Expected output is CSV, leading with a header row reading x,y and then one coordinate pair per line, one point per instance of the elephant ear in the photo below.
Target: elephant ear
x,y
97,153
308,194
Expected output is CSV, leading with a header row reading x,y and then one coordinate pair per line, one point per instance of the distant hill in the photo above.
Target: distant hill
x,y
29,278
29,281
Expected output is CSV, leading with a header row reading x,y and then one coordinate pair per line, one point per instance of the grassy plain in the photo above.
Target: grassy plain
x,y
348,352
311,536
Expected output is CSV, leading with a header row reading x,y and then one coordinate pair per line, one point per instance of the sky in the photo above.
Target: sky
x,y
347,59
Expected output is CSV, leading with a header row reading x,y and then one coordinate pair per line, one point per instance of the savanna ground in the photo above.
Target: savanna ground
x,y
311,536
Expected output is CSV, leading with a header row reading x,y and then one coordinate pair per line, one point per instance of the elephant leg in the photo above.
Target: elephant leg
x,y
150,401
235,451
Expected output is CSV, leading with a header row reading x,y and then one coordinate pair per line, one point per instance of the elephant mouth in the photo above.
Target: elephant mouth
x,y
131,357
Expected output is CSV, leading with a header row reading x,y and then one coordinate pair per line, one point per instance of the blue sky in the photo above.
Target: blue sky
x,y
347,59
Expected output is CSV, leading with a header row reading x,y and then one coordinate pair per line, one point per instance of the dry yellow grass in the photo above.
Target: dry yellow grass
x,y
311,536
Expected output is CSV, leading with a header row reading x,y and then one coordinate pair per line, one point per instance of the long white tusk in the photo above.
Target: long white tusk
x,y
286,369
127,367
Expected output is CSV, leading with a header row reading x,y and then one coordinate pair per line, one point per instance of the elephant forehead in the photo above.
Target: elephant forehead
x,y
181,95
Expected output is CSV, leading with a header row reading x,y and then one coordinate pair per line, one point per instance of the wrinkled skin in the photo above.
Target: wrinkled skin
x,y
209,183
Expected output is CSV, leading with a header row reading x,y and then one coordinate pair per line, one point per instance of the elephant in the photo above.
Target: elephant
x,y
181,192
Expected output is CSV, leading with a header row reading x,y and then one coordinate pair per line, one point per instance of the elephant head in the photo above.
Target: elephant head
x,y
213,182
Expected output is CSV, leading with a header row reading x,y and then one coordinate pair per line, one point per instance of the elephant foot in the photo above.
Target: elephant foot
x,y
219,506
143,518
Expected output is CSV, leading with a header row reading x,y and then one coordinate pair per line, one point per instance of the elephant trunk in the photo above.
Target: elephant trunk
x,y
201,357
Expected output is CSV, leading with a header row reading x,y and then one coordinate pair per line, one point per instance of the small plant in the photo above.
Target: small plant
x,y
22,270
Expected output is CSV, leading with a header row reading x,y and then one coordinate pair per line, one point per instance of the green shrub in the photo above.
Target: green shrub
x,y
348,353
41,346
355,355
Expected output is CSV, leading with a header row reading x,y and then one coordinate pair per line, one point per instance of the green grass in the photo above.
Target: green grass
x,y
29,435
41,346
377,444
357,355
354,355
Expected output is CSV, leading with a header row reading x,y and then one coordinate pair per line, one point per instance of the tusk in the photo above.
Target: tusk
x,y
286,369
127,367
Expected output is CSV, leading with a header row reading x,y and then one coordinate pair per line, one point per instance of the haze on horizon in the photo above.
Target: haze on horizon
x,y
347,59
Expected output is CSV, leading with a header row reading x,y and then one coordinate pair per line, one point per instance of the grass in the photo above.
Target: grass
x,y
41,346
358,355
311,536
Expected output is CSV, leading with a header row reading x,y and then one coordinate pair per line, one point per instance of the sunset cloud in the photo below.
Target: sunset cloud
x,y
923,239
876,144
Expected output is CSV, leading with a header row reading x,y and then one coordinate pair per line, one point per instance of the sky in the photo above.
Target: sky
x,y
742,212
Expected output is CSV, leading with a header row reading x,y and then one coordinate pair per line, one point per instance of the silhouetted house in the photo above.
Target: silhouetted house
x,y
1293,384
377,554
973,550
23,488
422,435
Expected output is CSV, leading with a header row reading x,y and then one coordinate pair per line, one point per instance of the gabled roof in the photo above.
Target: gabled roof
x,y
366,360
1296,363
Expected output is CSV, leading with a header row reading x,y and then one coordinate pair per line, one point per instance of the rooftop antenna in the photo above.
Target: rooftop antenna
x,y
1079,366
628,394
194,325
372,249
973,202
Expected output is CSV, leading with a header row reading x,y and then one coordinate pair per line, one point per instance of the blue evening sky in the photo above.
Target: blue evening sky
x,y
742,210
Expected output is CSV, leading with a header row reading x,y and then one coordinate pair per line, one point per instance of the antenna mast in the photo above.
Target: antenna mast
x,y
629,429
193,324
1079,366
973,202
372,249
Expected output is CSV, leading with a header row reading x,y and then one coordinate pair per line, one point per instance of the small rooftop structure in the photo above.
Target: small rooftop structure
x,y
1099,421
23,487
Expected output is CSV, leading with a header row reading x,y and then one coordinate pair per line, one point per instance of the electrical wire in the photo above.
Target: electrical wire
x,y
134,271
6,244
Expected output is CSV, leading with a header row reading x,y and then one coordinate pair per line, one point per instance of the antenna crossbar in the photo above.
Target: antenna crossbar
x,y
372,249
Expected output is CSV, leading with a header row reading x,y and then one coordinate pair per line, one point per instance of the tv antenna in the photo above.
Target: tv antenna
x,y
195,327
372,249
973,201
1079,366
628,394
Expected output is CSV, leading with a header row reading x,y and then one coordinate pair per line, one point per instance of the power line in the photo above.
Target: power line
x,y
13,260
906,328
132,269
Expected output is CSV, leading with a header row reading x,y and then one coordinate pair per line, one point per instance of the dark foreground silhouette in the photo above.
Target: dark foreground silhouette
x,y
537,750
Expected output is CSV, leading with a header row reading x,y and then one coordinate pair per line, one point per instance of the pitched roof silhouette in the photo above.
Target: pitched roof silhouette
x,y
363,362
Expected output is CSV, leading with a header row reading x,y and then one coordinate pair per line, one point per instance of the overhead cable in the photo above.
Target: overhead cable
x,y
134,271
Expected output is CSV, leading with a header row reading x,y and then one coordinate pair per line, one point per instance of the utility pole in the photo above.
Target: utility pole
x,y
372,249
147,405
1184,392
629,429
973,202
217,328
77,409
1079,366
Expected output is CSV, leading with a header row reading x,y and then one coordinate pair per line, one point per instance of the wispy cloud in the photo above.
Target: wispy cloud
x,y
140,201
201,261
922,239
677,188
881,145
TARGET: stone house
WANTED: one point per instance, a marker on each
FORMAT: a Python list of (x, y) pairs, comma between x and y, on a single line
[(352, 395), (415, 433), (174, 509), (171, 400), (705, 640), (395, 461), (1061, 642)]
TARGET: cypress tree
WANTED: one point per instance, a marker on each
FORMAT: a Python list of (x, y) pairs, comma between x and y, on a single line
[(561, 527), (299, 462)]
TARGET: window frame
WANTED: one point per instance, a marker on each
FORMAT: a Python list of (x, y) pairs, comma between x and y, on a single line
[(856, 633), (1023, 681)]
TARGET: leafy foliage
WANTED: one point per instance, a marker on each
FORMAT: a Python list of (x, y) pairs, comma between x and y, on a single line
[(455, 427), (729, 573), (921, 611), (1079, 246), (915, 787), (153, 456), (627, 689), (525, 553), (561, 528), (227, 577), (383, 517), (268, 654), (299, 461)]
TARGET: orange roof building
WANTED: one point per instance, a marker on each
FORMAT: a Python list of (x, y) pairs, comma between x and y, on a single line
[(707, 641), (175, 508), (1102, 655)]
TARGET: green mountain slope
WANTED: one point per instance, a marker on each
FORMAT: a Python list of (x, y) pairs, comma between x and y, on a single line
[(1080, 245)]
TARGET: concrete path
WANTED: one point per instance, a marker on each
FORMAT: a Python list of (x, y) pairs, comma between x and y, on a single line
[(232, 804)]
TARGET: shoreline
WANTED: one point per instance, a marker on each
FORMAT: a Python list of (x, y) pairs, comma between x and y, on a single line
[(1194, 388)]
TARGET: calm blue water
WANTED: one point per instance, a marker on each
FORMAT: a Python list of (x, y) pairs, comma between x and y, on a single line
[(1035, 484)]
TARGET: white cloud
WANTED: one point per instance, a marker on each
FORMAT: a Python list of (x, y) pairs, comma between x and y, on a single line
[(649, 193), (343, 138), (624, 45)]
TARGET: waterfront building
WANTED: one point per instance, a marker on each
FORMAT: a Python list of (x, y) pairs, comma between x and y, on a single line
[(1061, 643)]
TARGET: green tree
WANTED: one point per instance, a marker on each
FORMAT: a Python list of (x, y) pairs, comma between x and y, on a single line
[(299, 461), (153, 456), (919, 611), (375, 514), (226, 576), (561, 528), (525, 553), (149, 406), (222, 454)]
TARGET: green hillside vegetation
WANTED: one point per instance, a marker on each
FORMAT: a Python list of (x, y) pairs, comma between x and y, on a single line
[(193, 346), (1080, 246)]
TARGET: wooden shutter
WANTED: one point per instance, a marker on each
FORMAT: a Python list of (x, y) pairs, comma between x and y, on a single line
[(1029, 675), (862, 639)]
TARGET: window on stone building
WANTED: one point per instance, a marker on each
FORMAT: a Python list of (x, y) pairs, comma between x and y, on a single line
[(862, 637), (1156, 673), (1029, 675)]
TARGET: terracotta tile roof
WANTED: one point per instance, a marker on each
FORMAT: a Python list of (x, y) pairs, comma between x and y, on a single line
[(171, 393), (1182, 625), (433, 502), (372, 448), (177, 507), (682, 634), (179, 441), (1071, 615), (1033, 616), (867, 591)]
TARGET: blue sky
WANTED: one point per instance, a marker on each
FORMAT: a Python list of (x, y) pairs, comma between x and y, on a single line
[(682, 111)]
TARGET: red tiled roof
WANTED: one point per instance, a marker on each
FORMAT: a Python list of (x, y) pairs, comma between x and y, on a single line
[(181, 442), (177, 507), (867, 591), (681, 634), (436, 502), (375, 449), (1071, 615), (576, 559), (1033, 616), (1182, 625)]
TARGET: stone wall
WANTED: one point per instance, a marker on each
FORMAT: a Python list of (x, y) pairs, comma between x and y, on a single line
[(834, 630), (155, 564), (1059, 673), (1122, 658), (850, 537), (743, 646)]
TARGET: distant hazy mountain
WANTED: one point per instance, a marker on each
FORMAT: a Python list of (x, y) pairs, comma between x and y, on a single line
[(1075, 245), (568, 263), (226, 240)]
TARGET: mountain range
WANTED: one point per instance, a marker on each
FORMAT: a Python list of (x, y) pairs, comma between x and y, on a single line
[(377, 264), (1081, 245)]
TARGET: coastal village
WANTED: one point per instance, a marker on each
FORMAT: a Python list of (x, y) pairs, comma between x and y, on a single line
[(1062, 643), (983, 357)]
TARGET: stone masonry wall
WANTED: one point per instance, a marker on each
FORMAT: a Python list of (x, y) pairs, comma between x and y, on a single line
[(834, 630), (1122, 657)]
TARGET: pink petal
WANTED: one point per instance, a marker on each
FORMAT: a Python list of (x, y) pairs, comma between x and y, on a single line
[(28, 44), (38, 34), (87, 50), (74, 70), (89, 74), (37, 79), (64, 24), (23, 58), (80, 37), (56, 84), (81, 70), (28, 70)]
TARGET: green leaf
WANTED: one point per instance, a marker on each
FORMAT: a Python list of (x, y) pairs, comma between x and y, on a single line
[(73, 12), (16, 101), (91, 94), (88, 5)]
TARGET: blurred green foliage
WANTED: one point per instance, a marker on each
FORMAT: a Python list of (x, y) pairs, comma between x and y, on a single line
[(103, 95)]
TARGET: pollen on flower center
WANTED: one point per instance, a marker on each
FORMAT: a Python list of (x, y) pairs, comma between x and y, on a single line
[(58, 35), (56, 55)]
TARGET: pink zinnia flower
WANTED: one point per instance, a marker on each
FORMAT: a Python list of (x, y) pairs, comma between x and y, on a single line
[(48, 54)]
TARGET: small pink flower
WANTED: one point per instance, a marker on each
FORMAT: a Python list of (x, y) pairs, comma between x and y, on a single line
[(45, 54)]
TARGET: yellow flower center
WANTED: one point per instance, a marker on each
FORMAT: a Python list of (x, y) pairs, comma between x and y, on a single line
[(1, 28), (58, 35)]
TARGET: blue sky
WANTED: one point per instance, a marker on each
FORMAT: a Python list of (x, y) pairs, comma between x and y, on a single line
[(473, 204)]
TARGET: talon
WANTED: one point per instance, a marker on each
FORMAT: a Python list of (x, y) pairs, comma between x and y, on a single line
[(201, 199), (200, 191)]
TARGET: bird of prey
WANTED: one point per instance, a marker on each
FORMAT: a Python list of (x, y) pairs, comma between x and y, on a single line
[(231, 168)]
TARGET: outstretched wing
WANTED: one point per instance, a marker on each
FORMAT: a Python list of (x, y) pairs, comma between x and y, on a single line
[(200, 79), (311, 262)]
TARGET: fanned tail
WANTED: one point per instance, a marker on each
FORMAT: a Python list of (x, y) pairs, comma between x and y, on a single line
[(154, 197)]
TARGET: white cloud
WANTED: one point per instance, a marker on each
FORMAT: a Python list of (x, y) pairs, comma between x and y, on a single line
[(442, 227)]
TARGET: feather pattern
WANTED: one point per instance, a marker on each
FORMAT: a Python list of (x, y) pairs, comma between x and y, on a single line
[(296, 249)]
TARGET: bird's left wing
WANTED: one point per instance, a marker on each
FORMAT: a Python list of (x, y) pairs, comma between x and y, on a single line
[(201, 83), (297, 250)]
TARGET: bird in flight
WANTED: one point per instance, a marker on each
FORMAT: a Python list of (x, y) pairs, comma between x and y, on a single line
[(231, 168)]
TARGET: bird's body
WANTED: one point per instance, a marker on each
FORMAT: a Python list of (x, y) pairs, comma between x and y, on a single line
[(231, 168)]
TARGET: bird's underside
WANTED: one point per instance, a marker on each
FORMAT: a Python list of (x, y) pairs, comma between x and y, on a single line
━━━━━━━━━━━━━━━━
WHAT YOU NEED TO DO:
Wherever the word "wall" appears in the entries above, copy that whole line.

EXERCISE RESULT:
TARGET: stone wall
TARGET: stone masonry wall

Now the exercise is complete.